» Written exercise:
Reproduce the passage of the Xeon architecture overview from "Allows an OS, Hypervisor" up to and including "usage per core/thread.", word for word.
::: Page extract
Evolution of Xeon® Haswell Core Architecture on 14nm

- Improved floating point performance
  - Radix-1024 divider: Decreased latency, increased throughput
  - Split scalar divider: Pseudo-double BW for scalar divider uops
  - Vector FP multiply latency decrease (to 3 cycles from 5)
- STLB and Page Miss Handling Improvements
  - Native 16- entry 1G STLB array; Increased 1.5 KB STLB
  - 2 simultaneous Page Walks enabled
- Other ISA improvements
  - ADC, CMOV, PCLMULQDQ, VCVTPS2PH
- Security Enhancements
  - Supervisory Mode Access Protection => See diagram
  - Faster ADC/SBB, ADCX/ADOX instructions => 30% improvement on RSA public key performance
  - RDSEED: Provides High quality seed values for Software pseudorandom number generators



Prevents unintended supervisory mode accesses to data on user page

## **Integrated 10 GbE Intel® Ethernet**

- Dual Port 10GBe MAC supporting 1G/2.5G/10G
  - Support for Windows, Linux with single driver across SoCs, Chipsets and discrete NICs
- Standards based Virtualization support
  - SRIOV (64 Virtual Functions), VMDq (64 VMs), 128 Tx/Rx queues per port, Virtual Ethernet Bridge
- High performance Unified Networking support
  - Data Center Bridging supporting 8 traffic classes for prioritized flow control
- Rich manageability features
  - Interfaces: NC-SI, SMBUS; L2, L3 filters
  - BMC pass-thru to enable sharing the NIC with the host
- Supports Energy Efficient Ethernet (802.3 az) Adaptive Power Management



### **Virtualization Enhancements**

- Cache Allocation Technology & Memory BW Monitoring
  - Enable the OS/VMM to monitor and manage shared platform resources on a per thread/ per VM basis
- Posted Interrupts
  - Complimentary to APIC Virtualization
  - Treats interrupts like posted mem writes; VM interrupts only when active
  - Reduces VM exits; Enables co-migration of interrupts as the VM moves
- Page Modification Logging
  - Builds on Extended Page Table A/D support on Haswell Core
  - Provides 'dirty' page log table to accelerate SW
- Broadwell reduces VM Entry/ Exit latency by ~20%



### Feature Overview: CMT and CAT

### Cache Monitoring Technology (CMT)

- Identify misbehaving or cache-starved applications and reschedule according to priority
- Cache Occupancy reported on per Resource Monitoring ID (RMID) basis



### Cache Allocation Technology (CAT)

- Last Level Cache partitioning mechanism enabling the separation of applications, threads, VMs, etc.
- Misbehaving threads can be isolated to increase determinism



Cache Monitoring and Allocation Improve Visibility and Runtime Determinism



## **Memory Bandwidth Monitoring**

Allows an OS, Hypervisor / VMM or similar system service management agent to make scheduling decisions based on memory bandwidth usage per core/thread.
::::::
::: Given records
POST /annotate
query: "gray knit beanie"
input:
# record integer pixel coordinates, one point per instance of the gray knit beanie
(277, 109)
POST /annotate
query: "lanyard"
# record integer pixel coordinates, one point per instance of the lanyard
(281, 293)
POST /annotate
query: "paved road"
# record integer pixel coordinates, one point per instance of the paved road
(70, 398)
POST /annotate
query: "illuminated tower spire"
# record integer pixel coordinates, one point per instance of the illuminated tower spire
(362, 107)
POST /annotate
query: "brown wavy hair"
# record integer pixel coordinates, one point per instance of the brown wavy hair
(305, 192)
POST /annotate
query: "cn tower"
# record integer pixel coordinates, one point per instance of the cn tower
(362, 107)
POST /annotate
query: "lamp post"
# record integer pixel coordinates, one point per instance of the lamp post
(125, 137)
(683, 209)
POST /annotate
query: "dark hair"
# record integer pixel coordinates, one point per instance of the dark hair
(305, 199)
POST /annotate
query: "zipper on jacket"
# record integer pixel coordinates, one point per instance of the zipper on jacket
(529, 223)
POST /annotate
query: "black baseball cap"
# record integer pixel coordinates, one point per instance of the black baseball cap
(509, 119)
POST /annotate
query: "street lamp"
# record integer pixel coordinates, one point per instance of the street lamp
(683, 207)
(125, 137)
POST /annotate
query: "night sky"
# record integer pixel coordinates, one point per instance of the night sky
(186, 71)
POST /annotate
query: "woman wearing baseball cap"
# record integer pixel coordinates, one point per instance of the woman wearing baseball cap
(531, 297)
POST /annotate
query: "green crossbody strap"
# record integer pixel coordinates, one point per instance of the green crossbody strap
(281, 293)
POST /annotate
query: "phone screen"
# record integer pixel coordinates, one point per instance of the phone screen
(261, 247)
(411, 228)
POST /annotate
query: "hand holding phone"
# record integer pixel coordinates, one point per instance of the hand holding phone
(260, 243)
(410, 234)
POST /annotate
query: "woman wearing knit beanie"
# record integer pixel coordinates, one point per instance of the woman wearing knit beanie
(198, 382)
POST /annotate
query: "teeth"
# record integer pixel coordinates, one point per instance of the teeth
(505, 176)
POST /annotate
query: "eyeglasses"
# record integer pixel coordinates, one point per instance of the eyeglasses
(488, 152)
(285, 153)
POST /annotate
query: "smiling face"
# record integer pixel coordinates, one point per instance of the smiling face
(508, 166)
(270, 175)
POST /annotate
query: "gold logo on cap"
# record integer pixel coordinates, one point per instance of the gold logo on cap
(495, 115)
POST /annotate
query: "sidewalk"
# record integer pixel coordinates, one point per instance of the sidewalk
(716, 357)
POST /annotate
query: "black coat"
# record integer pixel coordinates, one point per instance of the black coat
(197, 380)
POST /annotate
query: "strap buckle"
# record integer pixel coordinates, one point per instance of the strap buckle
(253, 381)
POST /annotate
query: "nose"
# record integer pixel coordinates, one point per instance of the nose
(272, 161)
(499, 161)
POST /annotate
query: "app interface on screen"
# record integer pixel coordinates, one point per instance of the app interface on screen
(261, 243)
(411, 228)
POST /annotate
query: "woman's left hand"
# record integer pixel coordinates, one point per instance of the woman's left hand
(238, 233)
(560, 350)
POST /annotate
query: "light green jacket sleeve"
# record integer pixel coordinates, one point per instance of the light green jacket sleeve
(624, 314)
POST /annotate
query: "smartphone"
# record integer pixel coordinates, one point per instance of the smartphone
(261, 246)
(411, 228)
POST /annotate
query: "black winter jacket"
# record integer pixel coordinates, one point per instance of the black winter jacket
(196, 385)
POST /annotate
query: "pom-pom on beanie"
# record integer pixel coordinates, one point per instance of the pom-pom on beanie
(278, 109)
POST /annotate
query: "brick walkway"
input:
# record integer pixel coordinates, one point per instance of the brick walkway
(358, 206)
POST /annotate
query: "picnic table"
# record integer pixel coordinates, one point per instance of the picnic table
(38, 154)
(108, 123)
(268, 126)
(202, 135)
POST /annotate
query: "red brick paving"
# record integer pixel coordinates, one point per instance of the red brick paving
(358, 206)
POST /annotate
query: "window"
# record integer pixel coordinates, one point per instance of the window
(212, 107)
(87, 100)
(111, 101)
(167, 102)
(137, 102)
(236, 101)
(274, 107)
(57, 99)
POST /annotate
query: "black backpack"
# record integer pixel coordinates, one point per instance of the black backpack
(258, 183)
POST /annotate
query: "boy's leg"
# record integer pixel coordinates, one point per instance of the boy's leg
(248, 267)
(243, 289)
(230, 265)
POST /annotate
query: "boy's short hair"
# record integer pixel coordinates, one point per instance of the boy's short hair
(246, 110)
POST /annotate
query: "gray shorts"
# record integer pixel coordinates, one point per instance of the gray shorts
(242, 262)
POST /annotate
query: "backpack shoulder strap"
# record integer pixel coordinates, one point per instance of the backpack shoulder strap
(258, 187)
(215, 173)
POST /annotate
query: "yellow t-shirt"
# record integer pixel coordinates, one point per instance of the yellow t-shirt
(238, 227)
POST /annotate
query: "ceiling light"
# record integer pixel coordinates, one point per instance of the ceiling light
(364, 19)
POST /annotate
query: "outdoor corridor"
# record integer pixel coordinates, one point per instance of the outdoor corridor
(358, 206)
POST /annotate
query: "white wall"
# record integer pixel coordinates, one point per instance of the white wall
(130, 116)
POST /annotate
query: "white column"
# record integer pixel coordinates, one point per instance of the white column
::::::
» Solution to this problem:
Allows an OS, Hypervisor / VMM or similar system service management agent to make scheduling decisions based on memory bandwidth usage per core/thread.